Copy out, unchanged, the entries below from the "Exercise. Pick out the grassy bank" line to the final line. Omit pictures.

-- Start of Entries --

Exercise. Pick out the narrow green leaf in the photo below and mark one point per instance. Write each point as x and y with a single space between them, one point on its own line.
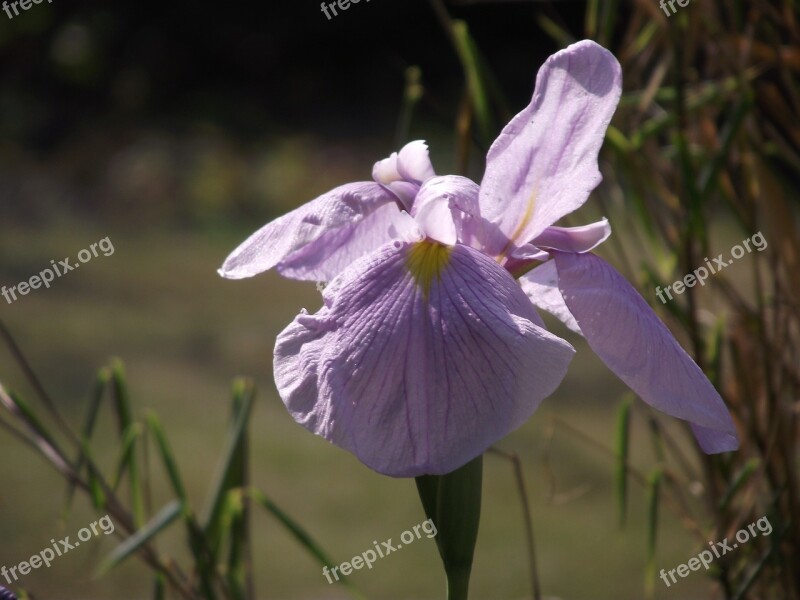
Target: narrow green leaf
132 544
159 589
126 449
654 497
95 400
622 446
457 500
229 471
470 62
166 456
126 429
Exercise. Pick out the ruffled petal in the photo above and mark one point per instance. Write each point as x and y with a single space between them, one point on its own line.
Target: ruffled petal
421 358
541 286
544 163
317 239
628 336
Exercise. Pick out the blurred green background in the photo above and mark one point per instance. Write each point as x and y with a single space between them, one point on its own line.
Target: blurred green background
176 130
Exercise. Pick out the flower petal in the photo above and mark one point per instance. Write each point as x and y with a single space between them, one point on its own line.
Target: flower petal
574 239
412 164
541 286
421 358
628 336
544 163
328 227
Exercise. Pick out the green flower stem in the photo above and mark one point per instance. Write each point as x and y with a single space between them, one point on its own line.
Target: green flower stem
453 503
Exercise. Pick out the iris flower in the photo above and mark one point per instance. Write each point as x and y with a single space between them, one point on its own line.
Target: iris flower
427 350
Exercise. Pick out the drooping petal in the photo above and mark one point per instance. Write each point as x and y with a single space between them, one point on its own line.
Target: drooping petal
628 336
574 239
339 226
544 163
541 286
422 357
326 257
447 210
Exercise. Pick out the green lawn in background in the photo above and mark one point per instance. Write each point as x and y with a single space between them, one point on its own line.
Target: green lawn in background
184 334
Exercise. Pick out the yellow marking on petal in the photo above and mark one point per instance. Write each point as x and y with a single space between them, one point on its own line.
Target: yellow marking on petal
526 217
425 261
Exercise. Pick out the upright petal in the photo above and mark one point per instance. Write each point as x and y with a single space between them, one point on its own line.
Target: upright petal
315 240
541 286
422 357
544 163
403 172
628 336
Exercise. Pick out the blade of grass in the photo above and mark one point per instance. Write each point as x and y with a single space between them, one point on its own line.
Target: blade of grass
127 432
131 545
622 446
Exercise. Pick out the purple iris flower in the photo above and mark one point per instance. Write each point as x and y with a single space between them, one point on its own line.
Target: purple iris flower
427 350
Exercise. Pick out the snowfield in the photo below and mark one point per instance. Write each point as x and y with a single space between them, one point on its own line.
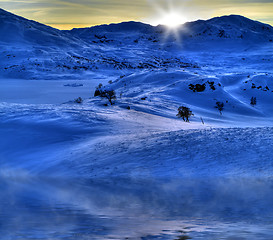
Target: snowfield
134 170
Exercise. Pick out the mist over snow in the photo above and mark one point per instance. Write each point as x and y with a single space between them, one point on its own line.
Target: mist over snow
122 164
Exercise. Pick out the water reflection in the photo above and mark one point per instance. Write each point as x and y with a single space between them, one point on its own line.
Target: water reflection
33 208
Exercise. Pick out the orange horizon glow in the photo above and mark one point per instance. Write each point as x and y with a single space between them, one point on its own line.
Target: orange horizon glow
68 14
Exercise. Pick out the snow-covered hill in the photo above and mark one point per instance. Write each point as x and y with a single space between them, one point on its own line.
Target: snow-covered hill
74 166
18 30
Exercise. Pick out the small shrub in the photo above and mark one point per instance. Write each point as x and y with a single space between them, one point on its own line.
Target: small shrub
109 94
220 107
185 113
78 100
253 101
197 87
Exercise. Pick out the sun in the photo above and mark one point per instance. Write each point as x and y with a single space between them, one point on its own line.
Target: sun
171 19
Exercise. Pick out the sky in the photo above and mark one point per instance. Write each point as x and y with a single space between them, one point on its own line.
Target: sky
68 14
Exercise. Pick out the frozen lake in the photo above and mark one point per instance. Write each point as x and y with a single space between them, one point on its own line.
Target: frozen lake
124 209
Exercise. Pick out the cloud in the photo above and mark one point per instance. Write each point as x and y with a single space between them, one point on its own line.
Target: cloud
82 13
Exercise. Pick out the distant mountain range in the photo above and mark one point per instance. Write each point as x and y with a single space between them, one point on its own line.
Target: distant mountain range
15 29
32 50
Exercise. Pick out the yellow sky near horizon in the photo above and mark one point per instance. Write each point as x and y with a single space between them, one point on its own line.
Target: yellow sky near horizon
68 14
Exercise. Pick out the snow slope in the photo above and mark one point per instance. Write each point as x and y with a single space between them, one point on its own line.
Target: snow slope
134 169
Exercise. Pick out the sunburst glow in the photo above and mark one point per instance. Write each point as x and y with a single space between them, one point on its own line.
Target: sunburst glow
172 20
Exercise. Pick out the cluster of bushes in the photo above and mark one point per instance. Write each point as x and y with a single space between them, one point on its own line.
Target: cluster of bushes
109 94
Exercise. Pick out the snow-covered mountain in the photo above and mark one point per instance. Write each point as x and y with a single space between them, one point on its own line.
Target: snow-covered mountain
18 30
51 53
230 27
72 165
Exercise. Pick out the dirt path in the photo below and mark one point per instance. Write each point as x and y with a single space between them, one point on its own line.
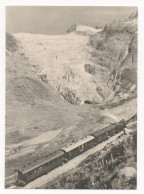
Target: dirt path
66 167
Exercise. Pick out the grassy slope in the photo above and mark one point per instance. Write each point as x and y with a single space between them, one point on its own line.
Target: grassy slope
91 175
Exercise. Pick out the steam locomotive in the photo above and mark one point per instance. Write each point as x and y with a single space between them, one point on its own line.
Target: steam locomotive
44 165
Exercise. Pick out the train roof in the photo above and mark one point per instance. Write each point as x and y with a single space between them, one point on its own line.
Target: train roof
77 143
105 129
40 162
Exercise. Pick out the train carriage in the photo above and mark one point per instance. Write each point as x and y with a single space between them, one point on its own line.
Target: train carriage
100 135
53 160
40 167
120 126
78 146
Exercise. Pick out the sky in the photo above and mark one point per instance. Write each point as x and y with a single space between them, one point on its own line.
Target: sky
54 20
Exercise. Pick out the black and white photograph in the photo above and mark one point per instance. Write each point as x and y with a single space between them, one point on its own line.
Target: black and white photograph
71 97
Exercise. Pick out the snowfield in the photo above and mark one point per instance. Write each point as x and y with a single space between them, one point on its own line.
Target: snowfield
61 59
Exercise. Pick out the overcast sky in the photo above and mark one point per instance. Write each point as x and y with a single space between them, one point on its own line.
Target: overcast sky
56 20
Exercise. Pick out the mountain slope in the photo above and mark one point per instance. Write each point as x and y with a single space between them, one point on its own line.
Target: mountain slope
116 48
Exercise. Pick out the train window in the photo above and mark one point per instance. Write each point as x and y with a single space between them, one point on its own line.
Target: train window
40 167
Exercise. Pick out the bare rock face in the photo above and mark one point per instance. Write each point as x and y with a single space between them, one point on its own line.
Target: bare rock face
128 173
85 65
116 49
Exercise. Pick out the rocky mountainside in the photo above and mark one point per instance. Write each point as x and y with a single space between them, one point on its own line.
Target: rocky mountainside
46 76
116 49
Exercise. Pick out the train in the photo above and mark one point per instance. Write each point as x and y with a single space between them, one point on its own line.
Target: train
46 164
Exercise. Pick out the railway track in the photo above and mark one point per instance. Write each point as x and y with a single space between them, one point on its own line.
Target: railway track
11 179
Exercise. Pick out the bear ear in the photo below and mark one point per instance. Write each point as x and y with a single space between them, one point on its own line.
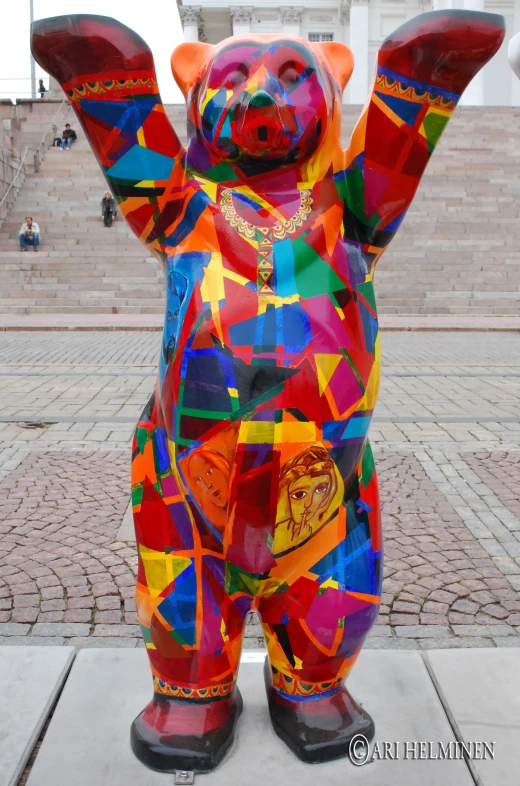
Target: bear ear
340 60
186 62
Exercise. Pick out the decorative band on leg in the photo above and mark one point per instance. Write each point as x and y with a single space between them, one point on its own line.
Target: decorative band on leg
294 690
211 693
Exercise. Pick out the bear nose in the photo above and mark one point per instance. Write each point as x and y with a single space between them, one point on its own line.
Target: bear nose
261 99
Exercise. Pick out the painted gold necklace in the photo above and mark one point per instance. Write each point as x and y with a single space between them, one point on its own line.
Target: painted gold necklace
264 237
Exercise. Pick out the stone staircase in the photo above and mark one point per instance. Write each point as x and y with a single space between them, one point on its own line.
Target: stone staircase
457 253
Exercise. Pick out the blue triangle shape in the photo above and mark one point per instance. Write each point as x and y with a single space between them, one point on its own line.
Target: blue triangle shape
406 110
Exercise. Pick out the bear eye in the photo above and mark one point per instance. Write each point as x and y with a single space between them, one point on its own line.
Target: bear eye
288 74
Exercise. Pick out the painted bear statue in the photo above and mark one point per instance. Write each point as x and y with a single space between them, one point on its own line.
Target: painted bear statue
253 483
513 53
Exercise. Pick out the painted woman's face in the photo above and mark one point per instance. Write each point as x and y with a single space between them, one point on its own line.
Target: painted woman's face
210 483
307 495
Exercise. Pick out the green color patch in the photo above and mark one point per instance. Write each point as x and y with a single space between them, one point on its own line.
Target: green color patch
147 635
351 189
221 173
367 465
141 437
137 494
434 124
366 291
312 274
237 580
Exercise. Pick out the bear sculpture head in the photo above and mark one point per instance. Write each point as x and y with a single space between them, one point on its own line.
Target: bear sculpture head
263 96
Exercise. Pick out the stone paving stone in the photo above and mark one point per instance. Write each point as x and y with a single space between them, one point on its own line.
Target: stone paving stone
117 630
13 629
34 641
422 631
87 742
102 641
59 629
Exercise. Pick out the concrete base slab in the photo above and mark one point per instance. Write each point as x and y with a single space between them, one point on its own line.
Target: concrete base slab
481 689
88 739
30 679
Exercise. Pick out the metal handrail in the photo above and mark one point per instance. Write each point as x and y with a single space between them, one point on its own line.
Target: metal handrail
14 178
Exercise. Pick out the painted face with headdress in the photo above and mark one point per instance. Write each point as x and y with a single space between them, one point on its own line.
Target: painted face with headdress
310 489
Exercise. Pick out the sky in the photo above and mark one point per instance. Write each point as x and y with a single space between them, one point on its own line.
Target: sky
162 30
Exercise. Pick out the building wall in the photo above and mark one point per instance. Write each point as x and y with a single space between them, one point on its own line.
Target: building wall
362 24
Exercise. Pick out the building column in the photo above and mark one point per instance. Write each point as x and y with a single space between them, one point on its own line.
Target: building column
515 90
190 18
474 93
241 16
291 20
358 85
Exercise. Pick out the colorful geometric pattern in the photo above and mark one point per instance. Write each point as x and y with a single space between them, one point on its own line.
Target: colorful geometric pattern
253 482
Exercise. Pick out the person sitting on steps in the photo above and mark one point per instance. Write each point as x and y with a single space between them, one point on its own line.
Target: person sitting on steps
68 137
29 234
108 209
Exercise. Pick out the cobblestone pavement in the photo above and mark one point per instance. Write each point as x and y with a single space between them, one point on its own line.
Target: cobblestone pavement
447 442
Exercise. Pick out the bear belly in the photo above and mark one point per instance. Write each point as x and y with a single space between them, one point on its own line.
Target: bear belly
271 420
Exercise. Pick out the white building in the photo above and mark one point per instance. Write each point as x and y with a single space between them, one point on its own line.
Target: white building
362 24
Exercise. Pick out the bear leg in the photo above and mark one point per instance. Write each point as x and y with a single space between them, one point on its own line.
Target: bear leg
319 730
192 628
316 623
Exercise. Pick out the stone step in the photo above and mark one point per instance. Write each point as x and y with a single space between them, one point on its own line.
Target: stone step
458 251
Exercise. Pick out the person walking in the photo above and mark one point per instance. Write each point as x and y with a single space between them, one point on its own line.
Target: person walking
108 209
68 137
29 234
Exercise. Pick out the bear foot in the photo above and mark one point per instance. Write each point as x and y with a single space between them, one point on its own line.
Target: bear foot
173 734
319 730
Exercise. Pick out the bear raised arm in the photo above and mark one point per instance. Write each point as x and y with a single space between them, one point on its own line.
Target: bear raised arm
107 72
253 481
422 70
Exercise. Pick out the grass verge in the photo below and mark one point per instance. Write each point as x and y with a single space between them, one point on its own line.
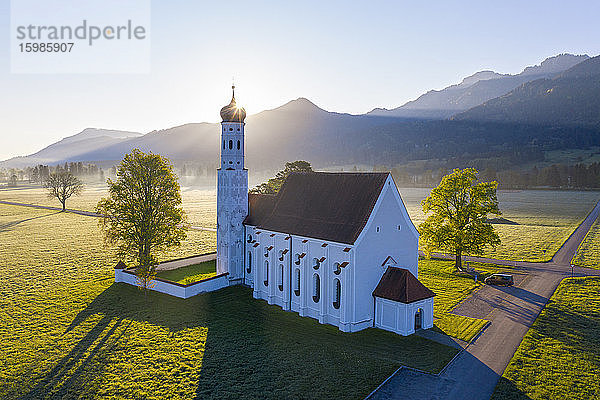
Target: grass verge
588 253
451 289
68 331
559 357
190 273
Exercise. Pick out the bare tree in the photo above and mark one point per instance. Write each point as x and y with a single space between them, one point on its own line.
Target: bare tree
63 185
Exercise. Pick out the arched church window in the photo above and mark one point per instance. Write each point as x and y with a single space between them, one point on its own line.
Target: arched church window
337 294
266 282
316 288
280 278
316 263
297 282
336 268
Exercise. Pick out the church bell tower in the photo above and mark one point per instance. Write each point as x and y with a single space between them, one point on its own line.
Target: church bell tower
232 192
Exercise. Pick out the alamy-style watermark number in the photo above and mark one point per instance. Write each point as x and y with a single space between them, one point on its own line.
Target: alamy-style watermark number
71 36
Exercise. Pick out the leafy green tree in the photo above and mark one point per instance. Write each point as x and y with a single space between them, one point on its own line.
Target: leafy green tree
458 210
143 214
63 185
273 185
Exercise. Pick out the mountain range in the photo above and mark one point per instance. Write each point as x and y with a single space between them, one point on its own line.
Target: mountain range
477 89
570 98
493 115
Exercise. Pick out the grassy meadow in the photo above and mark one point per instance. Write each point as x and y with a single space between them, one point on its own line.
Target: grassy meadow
450 290
190 273
559 358
68 331
588 254
542 220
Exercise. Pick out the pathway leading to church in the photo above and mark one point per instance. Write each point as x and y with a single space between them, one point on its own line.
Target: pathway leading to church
473 374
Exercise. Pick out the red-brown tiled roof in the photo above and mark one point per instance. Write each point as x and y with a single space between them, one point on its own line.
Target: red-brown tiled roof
399 284
259 207
121 265
321 205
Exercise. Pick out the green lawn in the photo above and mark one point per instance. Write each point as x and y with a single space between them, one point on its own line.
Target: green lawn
450 290
191 273
588 254
68 331
544 218
559 357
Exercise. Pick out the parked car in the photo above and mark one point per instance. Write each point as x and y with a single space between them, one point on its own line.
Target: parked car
500 279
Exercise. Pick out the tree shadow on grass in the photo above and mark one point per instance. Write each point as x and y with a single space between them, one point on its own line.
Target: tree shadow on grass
507 390
250 350
72 373
576 329
10 225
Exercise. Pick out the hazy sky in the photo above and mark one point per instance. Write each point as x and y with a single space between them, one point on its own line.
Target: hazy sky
345 56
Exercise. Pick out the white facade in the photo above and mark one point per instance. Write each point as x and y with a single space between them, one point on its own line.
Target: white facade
328 281
232 201
403 318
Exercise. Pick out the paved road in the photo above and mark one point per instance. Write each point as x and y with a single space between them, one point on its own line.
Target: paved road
473 374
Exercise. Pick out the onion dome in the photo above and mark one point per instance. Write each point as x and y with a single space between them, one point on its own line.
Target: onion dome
231 112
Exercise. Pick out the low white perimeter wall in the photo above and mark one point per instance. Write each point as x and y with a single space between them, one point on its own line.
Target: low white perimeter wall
183 262
173 288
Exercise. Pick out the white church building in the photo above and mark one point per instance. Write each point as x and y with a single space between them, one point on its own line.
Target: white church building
336 247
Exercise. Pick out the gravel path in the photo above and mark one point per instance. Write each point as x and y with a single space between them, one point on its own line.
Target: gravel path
473 374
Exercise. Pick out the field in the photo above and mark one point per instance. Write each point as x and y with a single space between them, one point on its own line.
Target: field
68 331
190 273
559 357
588 254
543 220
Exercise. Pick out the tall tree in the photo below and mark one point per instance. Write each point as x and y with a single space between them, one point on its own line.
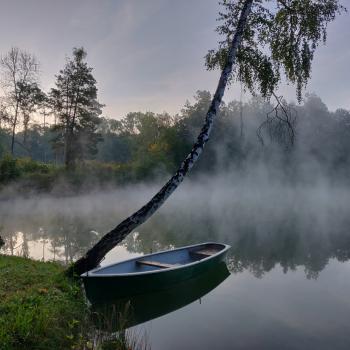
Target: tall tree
251 23
20 75
74 101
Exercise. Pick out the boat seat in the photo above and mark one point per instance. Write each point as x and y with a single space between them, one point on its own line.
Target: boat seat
155 263
204 252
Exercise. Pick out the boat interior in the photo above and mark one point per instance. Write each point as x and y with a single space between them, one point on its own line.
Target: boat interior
163 260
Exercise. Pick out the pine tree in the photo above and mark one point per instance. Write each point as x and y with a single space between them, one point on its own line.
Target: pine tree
74 101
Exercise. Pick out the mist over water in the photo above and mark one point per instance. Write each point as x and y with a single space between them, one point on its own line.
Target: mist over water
265 218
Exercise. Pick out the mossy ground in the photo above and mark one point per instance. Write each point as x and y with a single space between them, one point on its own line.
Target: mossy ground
40 308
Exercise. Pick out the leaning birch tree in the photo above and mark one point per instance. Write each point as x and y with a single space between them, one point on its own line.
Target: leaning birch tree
262 42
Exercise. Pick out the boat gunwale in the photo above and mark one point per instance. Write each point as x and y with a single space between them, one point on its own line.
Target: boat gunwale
92 273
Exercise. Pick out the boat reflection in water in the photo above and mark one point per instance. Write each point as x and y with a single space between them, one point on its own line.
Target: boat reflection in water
112 315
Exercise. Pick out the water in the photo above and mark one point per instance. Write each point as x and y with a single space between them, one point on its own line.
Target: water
288 286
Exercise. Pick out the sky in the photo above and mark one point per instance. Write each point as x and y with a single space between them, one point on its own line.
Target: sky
148 55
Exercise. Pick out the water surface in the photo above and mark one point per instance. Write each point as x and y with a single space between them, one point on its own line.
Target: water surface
288 286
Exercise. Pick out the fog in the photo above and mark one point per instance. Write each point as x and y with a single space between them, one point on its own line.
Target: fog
277 203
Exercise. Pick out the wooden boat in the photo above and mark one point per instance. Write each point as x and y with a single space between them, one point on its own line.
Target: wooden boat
152 272
135 309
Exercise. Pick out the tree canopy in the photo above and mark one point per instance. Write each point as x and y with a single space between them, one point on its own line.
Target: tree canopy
280 40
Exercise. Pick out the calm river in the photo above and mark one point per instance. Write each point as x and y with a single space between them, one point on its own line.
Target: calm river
287 285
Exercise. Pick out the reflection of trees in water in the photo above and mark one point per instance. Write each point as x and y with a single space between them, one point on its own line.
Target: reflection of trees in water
286 241
65 238
254 251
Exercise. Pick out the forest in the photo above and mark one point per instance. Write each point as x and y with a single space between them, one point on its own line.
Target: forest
51 141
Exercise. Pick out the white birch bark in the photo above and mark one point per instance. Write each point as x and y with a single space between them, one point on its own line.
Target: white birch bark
93 257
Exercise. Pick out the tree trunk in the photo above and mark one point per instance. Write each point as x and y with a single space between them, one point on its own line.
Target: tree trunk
14 130
93 257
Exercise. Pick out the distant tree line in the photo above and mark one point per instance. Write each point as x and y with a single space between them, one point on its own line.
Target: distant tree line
143 145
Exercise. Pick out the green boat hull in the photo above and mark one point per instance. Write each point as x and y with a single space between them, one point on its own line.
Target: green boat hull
102 288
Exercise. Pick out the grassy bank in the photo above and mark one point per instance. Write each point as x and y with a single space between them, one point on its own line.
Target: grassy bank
39 307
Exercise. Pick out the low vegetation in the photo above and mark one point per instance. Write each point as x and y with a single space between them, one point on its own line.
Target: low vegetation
39 307
42 309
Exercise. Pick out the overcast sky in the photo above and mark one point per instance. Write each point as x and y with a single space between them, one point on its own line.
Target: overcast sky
147 55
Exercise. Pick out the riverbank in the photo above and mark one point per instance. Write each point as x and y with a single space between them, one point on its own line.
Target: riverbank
39 307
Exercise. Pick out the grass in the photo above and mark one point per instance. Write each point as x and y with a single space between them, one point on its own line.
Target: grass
39 307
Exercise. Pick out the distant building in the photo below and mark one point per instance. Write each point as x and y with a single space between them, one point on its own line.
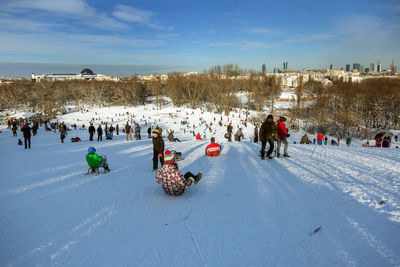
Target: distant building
285 63
264 69
393 67
379 66
85 74
356 66
372 67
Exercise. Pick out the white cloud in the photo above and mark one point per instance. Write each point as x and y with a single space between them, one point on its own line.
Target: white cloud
77 10
264 31
303 38
133 15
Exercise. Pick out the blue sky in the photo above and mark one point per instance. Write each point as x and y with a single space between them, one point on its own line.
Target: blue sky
199 34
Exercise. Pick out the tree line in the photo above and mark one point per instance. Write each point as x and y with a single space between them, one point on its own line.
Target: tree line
343 107
335 109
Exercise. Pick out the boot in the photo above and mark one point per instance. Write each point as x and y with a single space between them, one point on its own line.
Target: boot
197 178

-- End of Entries --

= Exercise output =
Exercise. Pick out the grassy bank in the photo above and mark one point per instance. Write each point as x and y with a single space between them, one point on its own line.
Target: grassy bank
39 307
Exercise. Pick out the low vegetation in the photo above and mark one point per instance. Write each point as x and y with a single space between them, one point on its own line.
Target: low vegetation
39 307
42 309
Exercise. Pick out the overcast sky in the photo above and mark one point per instance. Write each point as x and y with a single space between them, one point on its own line.
Target: overcast sky
147 55
Exercise. Pick out the riverbank in the photo above and mark one point per instance. Write each point as x and y with a single space between them, one point on its own line.
Target: riverbank
39 307
Exercise. Pick out the grass in the photo above and mark one point per instance. Write each point as x and y with a single space between them, one point on its own line.
Target: grass
39 307
Exercise. Pick out the distant building in the photo below and mark one point per instance. Write each point as x and y with a single space between them, one point on its own line.
Target: distant building
285 63
264 69
393 67
379 66
85 74
356 66
372 67
Exercise. Pick out the white cloud in the photo above and mark one point per instance. Write each point as x and y with a single space between them, one point on its own line.
Target: white cloud
77 10
264 31
303 38
133 15
Exercise. Pick out the blue sky in the photo above and mark one point per instance. Write each point as x and y with a single space between them, one point on its own line.
Target: blue sky
199 34
Exercise. Pick out the tree line in the photo above and mark one point per instance. Write each point as x and y with a single space between them, one point on its own line.
Target: tree line
343 107
335 109
Exercise. Pick out the boot in the photo above and mark one point per instance. Write each point as x and y with a single space between them, one point on its own line.
Target: boot
197 178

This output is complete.